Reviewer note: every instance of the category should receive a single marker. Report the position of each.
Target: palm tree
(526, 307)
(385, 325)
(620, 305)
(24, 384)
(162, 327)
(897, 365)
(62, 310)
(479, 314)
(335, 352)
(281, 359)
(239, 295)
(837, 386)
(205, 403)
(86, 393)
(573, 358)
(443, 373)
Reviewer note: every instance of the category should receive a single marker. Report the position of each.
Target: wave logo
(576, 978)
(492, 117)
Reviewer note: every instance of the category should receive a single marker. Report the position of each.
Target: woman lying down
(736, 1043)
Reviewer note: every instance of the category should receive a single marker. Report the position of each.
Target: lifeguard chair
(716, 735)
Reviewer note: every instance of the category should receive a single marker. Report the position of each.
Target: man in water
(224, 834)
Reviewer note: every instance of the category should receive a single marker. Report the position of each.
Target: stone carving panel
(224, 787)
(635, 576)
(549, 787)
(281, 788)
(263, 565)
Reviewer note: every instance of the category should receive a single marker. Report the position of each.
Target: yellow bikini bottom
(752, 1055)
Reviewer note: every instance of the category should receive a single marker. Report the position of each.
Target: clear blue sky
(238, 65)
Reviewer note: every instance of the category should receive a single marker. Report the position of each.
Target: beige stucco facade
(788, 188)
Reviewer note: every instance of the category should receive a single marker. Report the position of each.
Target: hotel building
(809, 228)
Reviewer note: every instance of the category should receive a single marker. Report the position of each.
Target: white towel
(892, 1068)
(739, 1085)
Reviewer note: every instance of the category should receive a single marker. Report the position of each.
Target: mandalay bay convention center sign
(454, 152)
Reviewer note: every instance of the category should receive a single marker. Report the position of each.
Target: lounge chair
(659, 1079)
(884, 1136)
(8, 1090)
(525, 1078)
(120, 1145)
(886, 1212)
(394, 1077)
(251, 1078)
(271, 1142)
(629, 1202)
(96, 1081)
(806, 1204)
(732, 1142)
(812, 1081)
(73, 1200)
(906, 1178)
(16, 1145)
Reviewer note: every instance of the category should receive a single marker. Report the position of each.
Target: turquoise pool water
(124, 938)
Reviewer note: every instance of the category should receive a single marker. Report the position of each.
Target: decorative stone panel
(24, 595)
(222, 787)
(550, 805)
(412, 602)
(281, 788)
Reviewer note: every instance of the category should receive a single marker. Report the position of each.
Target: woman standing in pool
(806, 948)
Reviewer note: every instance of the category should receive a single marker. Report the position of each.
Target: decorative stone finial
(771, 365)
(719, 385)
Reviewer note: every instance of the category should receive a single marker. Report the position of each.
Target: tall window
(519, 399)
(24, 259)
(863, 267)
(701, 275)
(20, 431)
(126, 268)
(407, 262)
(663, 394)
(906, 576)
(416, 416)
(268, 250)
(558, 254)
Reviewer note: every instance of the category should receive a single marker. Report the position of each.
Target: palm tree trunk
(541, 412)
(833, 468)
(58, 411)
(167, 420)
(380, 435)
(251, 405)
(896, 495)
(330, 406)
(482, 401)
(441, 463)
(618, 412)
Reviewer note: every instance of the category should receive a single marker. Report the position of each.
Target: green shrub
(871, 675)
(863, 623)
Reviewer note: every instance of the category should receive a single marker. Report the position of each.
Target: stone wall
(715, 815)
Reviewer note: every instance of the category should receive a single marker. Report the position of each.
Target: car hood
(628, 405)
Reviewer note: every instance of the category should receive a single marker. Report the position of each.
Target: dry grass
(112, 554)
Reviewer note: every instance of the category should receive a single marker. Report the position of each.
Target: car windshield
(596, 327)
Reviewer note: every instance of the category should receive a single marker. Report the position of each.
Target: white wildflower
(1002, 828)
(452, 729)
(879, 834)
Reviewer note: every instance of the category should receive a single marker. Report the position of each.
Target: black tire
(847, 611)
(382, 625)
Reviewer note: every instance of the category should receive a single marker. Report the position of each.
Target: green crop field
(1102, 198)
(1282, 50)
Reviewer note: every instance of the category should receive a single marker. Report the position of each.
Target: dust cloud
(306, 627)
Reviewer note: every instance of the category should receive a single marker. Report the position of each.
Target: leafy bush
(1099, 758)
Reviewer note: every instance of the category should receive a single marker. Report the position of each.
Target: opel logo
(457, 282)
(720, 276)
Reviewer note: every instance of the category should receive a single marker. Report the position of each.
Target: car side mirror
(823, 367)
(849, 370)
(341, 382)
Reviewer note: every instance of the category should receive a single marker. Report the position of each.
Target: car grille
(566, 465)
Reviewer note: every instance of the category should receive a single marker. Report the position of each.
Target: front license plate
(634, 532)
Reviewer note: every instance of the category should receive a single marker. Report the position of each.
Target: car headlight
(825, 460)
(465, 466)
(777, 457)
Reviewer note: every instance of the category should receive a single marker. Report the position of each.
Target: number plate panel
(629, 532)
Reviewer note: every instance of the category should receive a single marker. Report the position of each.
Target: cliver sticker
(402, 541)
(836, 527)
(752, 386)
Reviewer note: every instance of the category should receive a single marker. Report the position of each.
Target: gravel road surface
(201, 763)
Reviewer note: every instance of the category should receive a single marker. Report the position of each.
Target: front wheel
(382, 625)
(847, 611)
§
** What to do **
Retype the material in full, character for character.

** Answer to this problem **
Reviewer note: every instance of the category should receive a single marker. Report the position of each.
Target: palm tree
(526, 307)
(385, 325)
(620, 305)
(24, 384)
(162, 327)
(897, 365)
(62, 310)
(479, 314)
(335, 352)
(281, 359)
(239, 295)
(837, 386)
(205, 403)
(86, 393)
(573, 358)
(443, 373)
Reviewer note: every instance of the category should receive a single marker. Report the position of each.
Target: wave logo
(576, 978)
(492, 117)
Reviewer note: every instance of the category should receive a single marker. Report the position of each.
Target: woman lying down
(736, 1043)
Reviewer note: every instance of the category should receive a single marker. Report the position of each.
Target: lifeguard chair
(716, 735)
Reviewer note: every instance of the category should receive a single marker. Report the position of each.
Target: man in water
(224, 834)
Reviewer note: every instance of the category should receive a single marker. Report the position of each.
Target: stone carving panel
(224, 787)
(635, 576)
(549, 787)
(281, 788)
(263, 565)
Reviewer note: every instance of the category should receive a single marker. Report the position of each.
Target: yellow bikini bottom
(752, 1055)
Reviewer note: every instance of the category should receive a single marker. Report the position of each.
Target: clear blue sky
(238, 65)
Reviewer note: every instance of the category should receive a single marker. Report the position of each.
Target: beige stucco facade
(788, 188)
Reviewer note: every instance of the category should receive a single marker. Report the position of each.
Target: hotel building
(809, 228)
Reviewer note: every instance of the category should receive a single marker. Report the position of each.
Target: white towel
(892, 1068)
(739, 1085)
Reviewer note: every instance of the category should receive a single marker. Report the position of each.
Target: mandalay bay convention center sign
(454, 152)
Reviewer note: every instance of the category should receive a single marker. Report the position of each.
Target: lounge chair
(659, 1079)
(884, 1136)
(8, 1090)
(525, 1078)
(120, 1145)
(886, 1212)
(394, 1077)
(251, 1078)
(271, 1142)
(629, 1202)
(96, 1081)
(806, 1204)
(732, 1142)
(812, 1081)
(73, 1200)
(906, 1178)
(16, 1145)
Reviewer note: every instance of the category should receive a single marker. Report the position of each.
Target: turquoise pool water
(124, 938)
Reviewer note: every instance of the category should receive a single marker. Report the position of each.
Target: decorative stone panel
(24, 595)
(222, 787)
(550, 805)
(412, 602)
(281, 788)
Reviewer note: every instance of the category should receive a single marker. Report the position of each.
Target: woman standing in pool
(806, 948)
Reviewer note: every instance of the category should receive a single marker. Report the position of each.
Target: decorative stone finial
(771, 365)
(719, 385)
Reviewer note: every instance of the category should receive a single marker. Report the position of each.
Target: tall window
(519, 399)
(24, 259)
(863, 267)
(701, 275)
(20, 431)
(126, 268)
(407, 262)
(663, 394)
(906, 576)
(416, 416)
(268, 250)
(558, 254)
Reviewer note: every instance of the category should receive a single marker. Report the position of each.
Target: palm tree trunk
(541, 412)
(833, 468)
(58, 411)
(167, 420)
(380, 435)
(251, 405)
(896, 495)
(330, 406)
(482, 401)
(441, 463)
(618, 412)
Reviewer note: every instance of the category should receive a single marker. Report the position of each.
Target: green shrub
(871, 675)
(863, 623)
Reviewer note: every instance of the category should receive a single marker. Report the position of each.
Target: stone wall
(715, 815)
Reviewer note: every instance of the category should receive a single marker. Report the position of each.
Target: car hood
(628, 405)
Reviewer note: every instance of the category should receive a single marker. Report the position of each.
Target: dry grass
(112, 554)
Reviewer note: every instance of the category should receive a single marker. Report the position of each.
Target: car windshield
(596, 327)
Reviewer note: every instance of the category should receive a single marker. Report the position of each.
Target: white wildflower
(1002, 828)
(452, 729)
(879, 834)
Reviewer note: every instance of the category should receive a single marker. Report the position of each.
Target: black tire
(847, 611)
(382, 625)
Reviewer note: every instance of the category should receive a single marker. Report the position of each.
Target: green crop field
(1102, 198)
(1282, 50)
Reviewer note: every instance of the category should receive a single marker. Report the position of each.
Target: dust cloud
(306, 627)
Reviewer note: every instance of the category should receive a single marker. Report the position of each.
Target: leafy bush
(1099, 758)
Reviewer note: every instance of the category should receive a single marker. Report the position of each.
Target: opel logo
(457, 282)
(720, 276)
Reviewer note: every instance of the category should receive a single marker. Report the position of each.
Target: car side mirror
(823, 367)
(849, 370)
(341, 382)
Reviewer note: every instance of the category should receive a single marker. Report the position of each.
Target: car grille
(566, 465)
Reviewer note: every instance of the category should receive a single marker. Report the position of each.
Target: front license plate
(634, 532)
Reviewer note: every instance of the category should receive a single marker. Report the position of each.
Target: car headlight
(825, 460)
(465, 466)
(777, 457)
Reviewer note: every instance of the category should receive a single marker. Report the position of each.
Target: number plate panel
(629, 532)
Reviewer note: every instance of the category should receive a single marker. Report the position of each.
Target: cliver sticker
(402, 541)
(836, 527)
(752, 386)
Reviewer note: every instance of the category should receive a single marker. Report the position of each.
Target: gravel road surface
(201, 763)
Reviewer note: every instance of the category should receive a single marker. Report the position of each.
Target: front wheel
(382, 625)
(847, 611)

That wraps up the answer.